» **GIVEN TEXT**
━━━━━━━━━━━━━━━━━━━━

The problem is not that students ignore the guidelines or that the guidelines are bad. The problem stems from the urge to try to comply with as many guidelines as possible. Since guidelines involve making trade-offs, a board that complies with 90% of the guidelines may be much worse than a board that complies with only one or two guidelines. Good board design is not a matter of complying with as many guidelines as possible. What's important is to comply with the guidelines that really matter in your particular application. For example, there are several design guidelines on the list that deal with printed circuit board decoupling. These may be critically important to some board designs, but they might be ignored without consequence in boards where power bus noise is not an issue. Another guideline on the list states that high-speed circuitry should not be located between connectors on the board. In some designs, you could do everything else perfectly and violating this one guideline could result in excessive radiated emissions.

━━━━━━━━━━━━━━━━━━━━

» **INFORMATION SHOWN**
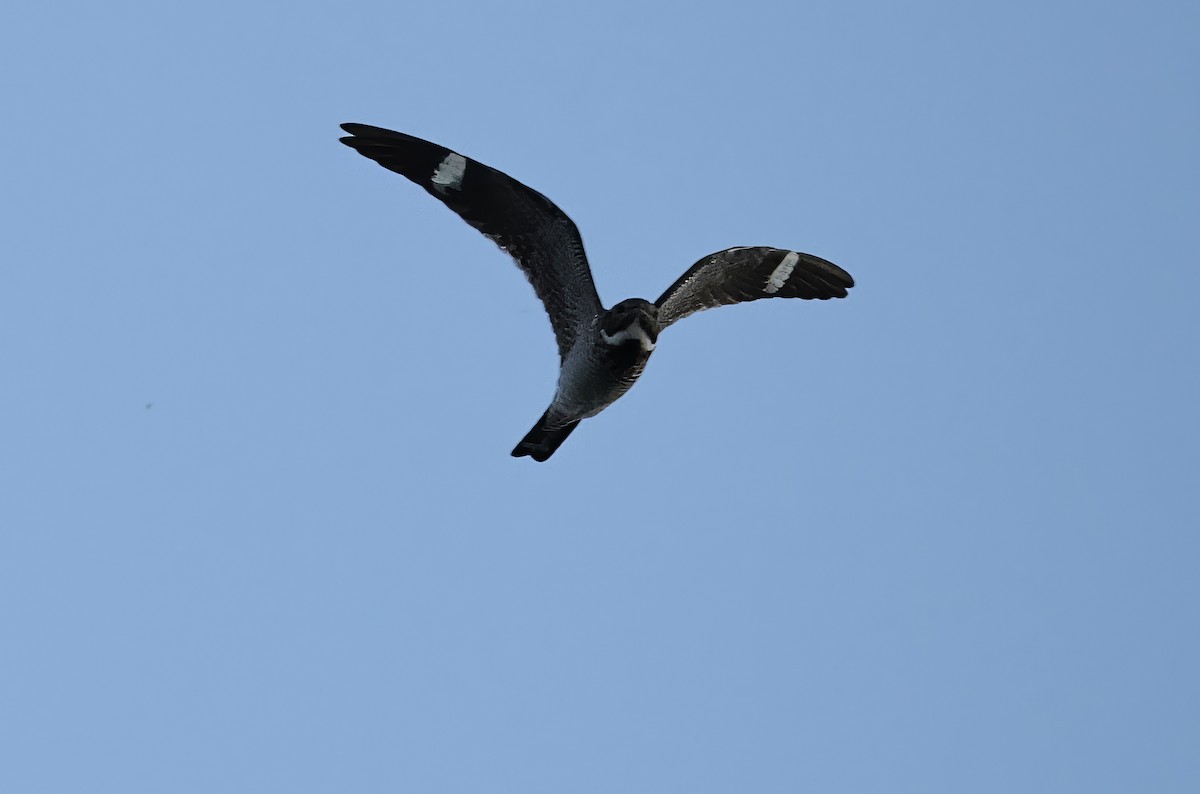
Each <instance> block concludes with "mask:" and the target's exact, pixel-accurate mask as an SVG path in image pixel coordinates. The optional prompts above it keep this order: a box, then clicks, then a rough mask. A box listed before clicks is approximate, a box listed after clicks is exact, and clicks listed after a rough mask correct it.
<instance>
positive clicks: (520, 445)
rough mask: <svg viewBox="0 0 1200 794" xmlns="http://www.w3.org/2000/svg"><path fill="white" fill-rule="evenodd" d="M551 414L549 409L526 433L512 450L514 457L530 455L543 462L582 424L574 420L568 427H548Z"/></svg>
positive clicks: (521, 457)
mask: <svg viewBox="0 0 1200 794" xmlns="http://www.w3.org/2000/svg"><path fill="white" fill-rule="evenodd" d="M548 415H550V411H548V410H547V411H546V413H545V414H542V415H541V419H539V420H538V423H536V425H534V426H533V429H532V431H529V432H528V433H526V437H524V438H523V439H521V443H520V444H517V446H516V449H515V450H512V457H515V458H523V457H524V456H527V455H528V456H530V457H532V458H533V459H534V461H538V462H539V463H541V462H542V461H546V459H548V458H550V456H551V455H553V453H554V450H557V449H558V447H559V445H560V444H562V443H563V441H565V440H566V437H568V435H570V434H571V431H574V429H575V428H576V427H578V426H580V422H578V421H574V422H571V423H570V425H568V426H566V427H562V428H558V429H554V431H552V429H547V428H546V416H548Z"/></svg>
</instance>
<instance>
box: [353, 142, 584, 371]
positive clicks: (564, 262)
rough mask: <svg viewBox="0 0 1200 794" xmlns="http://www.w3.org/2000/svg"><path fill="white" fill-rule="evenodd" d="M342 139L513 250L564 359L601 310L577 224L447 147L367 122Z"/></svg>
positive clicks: (556, 207) (520, 190)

━━━━━━━━━━━━━━━━━━━━

Pick up the passage about circuit board design guidelines after its final sentence and keep writing it in the same voice.

» **RESULT**
It is important for an EMC engineer or board layout expert to be able to recognize which guidelines absolutely must be complied with and which guidelines are less important for any given application. The ability to do this comes from recognizing where the likely sources, antennas and coupling paths are in any given design. Rather than relying on general design guidelines, a more systematic approach that relates EMC performance requirements to design criteria is preferred. One such approach is the Design for Guaranteed EMC Compliance method, which is essentially a combination of computer modeling and targeted guidelines for systematically ensuring that no circuit or component can contribute to a system's inability to meet an EMC specification.
The design guidelines presented on these pages are meant to inform and entertain. Please don't design your next product using these guidelines and then complain to us when it fails to meet your EMC requirements (or perhaps fails to even work). We won't say we told you so, but we may refer you back to this web page.